--- Begin The data ---

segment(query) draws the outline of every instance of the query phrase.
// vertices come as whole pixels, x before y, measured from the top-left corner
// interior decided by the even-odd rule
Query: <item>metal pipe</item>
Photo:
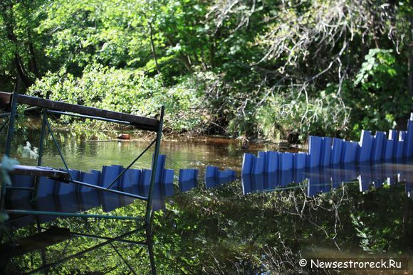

--- End The data ---

What is needed
Word for word, quote the full listing, omitting every picture.

Full solution
segment(query) draws the outline of every instance of the query phrase.
// vertices come as whole pixels, x before y, measured from the top-left corner
// interior decided by the even-odd rule
Query: <item>metal pipe</item>
Photo:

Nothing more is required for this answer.